WORK REQUIRED:
Look through the data below for the string "woman", and copy every line where it turns up.

EXERCISE INPUT:
##########

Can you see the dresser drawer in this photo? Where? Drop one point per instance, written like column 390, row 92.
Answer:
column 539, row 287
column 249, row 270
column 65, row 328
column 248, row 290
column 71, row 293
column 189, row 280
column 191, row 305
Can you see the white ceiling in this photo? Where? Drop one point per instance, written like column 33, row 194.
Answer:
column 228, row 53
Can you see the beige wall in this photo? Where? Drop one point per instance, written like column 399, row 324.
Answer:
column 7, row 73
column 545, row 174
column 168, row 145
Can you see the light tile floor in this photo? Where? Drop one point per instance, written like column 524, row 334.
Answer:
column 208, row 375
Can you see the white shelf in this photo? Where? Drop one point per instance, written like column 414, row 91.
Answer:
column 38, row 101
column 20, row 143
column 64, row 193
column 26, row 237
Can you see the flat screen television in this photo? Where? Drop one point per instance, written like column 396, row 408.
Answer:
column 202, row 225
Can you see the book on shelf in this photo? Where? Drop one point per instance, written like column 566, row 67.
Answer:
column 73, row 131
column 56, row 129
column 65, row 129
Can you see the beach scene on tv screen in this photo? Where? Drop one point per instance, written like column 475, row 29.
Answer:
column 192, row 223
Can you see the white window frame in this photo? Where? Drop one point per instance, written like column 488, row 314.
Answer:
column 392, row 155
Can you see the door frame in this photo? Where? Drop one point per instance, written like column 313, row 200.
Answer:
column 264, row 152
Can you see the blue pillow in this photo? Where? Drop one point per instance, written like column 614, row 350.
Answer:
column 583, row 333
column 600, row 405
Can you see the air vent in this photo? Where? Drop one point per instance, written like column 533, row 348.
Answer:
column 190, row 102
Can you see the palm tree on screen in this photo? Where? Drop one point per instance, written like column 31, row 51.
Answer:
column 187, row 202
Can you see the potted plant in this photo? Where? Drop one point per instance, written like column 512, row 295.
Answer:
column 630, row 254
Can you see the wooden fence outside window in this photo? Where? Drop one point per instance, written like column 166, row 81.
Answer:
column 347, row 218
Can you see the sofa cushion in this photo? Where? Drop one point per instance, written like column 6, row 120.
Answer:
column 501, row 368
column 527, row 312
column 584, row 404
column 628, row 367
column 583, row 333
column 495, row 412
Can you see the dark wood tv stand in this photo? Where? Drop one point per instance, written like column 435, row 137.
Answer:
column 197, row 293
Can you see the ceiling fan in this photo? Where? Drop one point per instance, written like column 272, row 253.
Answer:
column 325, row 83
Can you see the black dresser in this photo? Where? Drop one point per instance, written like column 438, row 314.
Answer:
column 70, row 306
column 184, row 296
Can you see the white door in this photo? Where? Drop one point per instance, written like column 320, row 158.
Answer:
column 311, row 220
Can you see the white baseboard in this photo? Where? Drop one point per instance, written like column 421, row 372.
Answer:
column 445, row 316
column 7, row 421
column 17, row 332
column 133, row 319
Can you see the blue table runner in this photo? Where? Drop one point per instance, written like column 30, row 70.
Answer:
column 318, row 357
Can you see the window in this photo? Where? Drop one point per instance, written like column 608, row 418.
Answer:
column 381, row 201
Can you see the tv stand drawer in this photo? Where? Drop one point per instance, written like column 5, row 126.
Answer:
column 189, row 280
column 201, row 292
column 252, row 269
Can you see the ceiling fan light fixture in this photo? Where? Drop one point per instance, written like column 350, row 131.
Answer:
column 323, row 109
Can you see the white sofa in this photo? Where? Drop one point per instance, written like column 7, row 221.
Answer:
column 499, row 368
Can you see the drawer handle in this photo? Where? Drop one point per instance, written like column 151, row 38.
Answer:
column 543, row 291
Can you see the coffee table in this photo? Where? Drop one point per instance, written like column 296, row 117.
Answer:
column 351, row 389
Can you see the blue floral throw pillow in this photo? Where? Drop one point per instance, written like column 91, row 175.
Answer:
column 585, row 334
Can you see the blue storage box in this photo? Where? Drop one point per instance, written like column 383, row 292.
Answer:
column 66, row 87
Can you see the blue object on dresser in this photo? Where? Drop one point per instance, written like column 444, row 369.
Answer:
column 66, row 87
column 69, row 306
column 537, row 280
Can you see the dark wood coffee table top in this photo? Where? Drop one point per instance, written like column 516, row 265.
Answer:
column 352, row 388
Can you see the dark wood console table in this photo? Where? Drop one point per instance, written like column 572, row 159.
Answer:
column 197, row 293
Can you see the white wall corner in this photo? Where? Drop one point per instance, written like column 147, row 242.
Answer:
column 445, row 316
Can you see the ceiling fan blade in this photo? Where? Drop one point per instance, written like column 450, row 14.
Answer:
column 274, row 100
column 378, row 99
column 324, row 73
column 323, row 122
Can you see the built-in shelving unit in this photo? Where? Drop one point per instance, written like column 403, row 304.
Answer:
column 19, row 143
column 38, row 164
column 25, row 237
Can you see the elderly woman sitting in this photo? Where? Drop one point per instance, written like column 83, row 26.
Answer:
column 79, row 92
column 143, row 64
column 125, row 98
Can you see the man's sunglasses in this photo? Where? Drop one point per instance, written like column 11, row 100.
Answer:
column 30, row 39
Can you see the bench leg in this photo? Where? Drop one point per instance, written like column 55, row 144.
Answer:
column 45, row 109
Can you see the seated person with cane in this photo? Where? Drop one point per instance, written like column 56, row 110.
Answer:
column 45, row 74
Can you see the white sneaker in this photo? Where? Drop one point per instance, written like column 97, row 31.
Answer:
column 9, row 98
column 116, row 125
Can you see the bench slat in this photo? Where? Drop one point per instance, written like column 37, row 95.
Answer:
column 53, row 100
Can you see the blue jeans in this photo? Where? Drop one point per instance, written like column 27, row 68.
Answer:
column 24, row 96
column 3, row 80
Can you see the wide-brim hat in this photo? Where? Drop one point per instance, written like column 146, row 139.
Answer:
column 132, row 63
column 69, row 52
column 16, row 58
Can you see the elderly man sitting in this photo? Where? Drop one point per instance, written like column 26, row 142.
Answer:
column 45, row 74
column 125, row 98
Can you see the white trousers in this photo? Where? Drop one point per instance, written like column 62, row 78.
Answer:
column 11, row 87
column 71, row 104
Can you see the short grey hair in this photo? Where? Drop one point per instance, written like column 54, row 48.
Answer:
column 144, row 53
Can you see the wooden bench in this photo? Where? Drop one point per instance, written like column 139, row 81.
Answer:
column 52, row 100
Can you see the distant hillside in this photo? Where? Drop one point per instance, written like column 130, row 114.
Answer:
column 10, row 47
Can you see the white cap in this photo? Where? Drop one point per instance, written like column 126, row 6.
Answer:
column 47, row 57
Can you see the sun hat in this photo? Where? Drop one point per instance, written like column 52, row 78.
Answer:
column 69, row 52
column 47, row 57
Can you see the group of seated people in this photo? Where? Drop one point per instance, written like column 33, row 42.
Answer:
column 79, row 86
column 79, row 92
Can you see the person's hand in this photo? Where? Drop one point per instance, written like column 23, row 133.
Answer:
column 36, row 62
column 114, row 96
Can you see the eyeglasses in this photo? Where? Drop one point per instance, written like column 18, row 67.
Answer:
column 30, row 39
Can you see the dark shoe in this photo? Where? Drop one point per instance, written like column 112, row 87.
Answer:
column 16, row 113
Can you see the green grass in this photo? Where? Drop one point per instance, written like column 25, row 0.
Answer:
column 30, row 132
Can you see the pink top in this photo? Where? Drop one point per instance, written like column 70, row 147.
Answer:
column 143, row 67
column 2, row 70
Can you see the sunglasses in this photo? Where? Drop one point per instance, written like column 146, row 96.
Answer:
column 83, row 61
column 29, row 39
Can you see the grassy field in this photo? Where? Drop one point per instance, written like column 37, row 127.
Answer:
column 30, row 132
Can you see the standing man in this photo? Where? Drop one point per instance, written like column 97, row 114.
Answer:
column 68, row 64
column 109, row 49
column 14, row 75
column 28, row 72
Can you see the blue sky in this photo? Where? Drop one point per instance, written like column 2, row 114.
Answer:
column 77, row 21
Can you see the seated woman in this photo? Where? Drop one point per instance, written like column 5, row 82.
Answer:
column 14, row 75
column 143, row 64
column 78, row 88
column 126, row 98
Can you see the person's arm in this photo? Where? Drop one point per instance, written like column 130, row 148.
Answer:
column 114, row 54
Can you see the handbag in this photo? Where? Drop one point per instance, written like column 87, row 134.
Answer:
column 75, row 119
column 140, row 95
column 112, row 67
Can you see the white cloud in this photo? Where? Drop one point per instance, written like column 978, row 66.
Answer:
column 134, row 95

##########

WRITTEN RESPONSE:
Can you see the elderly woman sitting in this photo? Where? Drop one point per instance, written like column 83, row 26.
Can you see the seated woman in this photo? Where? Drop one point per instance, written like column 5, row 82.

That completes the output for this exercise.